## [TASK TO COMPLETE]
From the line containing "Please provide the" down to the line containing "Rings of one" in the records below, reproduce every line exactly, ends included, and omit all others.

:: AVAILABLE RECORDS ::

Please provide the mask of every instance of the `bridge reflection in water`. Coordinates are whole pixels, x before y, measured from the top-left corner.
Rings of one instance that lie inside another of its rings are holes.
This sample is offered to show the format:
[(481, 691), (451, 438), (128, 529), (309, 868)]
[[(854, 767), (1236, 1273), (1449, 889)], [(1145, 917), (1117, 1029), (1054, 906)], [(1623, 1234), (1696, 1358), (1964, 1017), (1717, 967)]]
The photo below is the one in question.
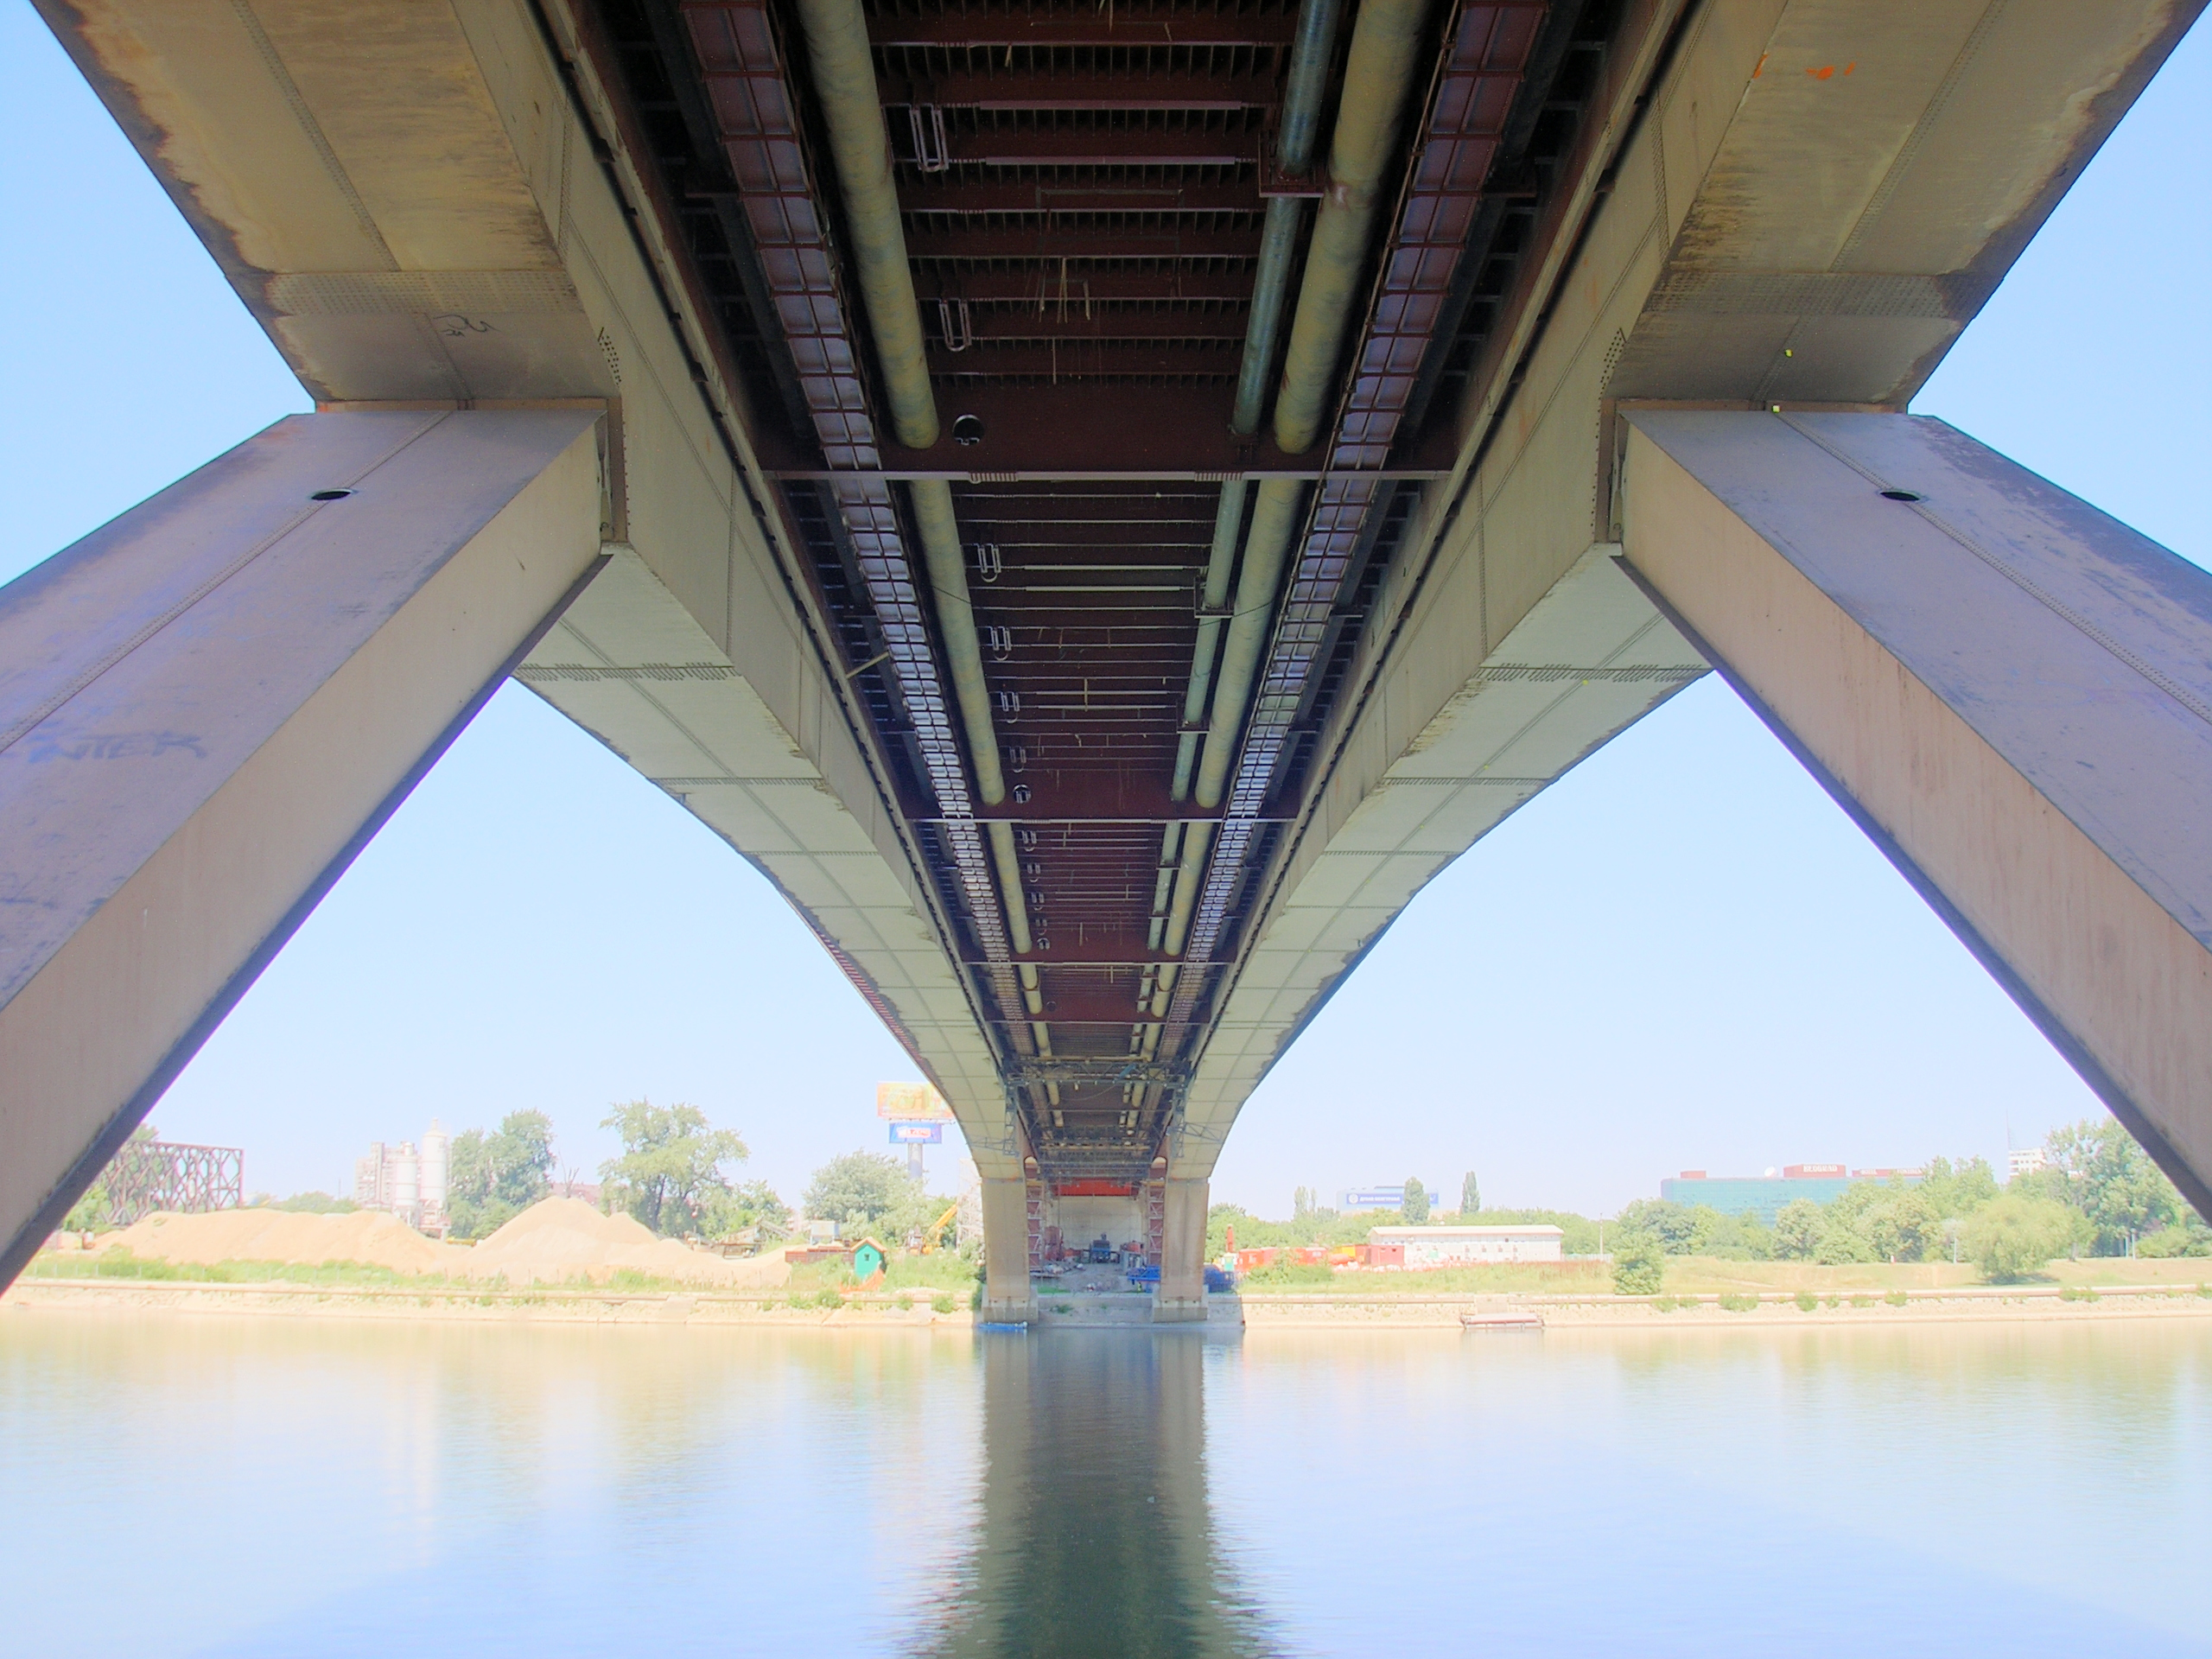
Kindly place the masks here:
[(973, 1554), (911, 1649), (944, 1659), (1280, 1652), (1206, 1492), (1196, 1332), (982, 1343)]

:::
:: AVAILABLE RECORDS ::

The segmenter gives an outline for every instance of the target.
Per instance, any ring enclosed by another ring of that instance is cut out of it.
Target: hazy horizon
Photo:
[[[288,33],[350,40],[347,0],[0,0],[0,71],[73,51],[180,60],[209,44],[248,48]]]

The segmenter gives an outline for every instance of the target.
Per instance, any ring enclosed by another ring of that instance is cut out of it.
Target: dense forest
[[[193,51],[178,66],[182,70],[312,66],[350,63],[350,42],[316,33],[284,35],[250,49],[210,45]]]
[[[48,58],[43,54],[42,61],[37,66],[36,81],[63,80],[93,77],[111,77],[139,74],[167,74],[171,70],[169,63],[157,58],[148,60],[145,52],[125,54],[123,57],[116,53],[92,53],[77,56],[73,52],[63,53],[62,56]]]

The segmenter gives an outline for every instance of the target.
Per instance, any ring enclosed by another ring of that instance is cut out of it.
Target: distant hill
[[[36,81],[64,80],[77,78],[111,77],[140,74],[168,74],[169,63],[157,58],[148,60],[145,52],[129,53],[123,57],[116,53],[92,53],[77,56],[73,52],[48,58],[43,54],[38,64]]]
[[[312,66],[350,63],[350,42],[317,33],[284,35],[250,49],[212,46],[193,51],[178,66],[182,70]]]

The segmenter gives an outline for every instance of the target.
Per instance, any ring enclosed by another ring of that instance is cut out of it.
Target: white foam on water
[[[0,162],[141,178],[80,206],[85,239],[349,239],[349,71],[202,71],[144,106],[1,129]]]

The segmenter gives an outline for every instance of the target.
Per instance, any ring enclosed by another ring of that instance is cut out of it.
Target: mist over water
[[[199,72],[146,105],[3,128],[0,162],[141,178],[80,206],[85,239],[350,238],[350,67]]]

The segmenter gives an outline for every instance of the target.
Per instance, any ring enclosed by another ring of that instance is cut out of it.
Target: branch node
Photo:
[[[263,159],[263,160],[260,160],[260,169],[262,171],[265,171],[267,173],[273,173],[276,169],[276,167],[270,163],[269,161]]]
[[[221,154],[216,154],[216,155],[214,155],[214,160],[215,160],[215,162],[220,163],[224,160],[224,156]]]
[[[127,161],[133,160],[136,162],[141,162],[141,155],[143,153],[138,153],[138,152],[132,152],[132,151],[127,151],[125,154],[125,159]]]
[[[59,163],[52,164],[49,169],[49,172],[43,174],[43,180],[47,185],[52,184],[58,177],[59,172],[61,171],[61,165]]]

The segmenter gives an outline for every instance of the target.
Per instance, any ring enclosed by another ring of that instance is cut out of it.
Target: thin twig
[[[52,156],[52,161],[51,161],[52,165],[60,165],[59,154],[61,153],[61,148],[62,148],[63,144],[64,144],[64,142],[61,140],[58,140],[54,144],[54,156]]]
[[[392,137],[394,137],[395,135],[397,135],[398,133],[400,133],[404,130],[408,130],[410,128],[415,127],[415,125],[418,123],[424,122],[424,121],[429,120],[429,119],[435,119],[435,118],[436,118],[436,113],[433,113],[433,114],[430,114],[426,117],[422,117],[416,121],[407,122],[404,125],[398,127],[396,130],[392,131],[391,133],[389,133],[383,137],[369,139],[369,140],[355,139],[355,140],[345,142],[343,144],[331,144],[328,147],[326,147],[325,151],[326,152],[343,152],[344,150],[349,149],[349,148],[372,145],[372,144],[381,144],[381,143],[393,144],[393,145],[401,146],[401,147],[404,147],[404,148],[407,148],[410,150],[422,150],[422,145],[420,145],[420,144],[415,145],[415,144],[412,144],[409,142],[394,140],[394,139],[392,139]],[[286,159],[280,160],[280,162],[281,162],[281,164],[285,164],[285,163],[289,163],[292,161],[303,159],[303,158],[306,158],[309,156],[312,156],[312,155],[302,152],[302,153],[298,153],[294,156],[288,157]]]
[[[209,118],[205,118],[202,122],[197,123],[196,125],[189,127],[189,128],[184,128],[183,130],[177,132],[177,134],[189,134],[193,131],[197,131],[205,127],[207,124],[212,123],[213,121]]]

:::

## [WRITTEN REPLY]
Please provide the mask of every instance of the `bridge reflection in water`. Coordinates are whole pixels, x before y, measured from the top-left corner.
Rings of one instance that lie inside another of its rings are holes.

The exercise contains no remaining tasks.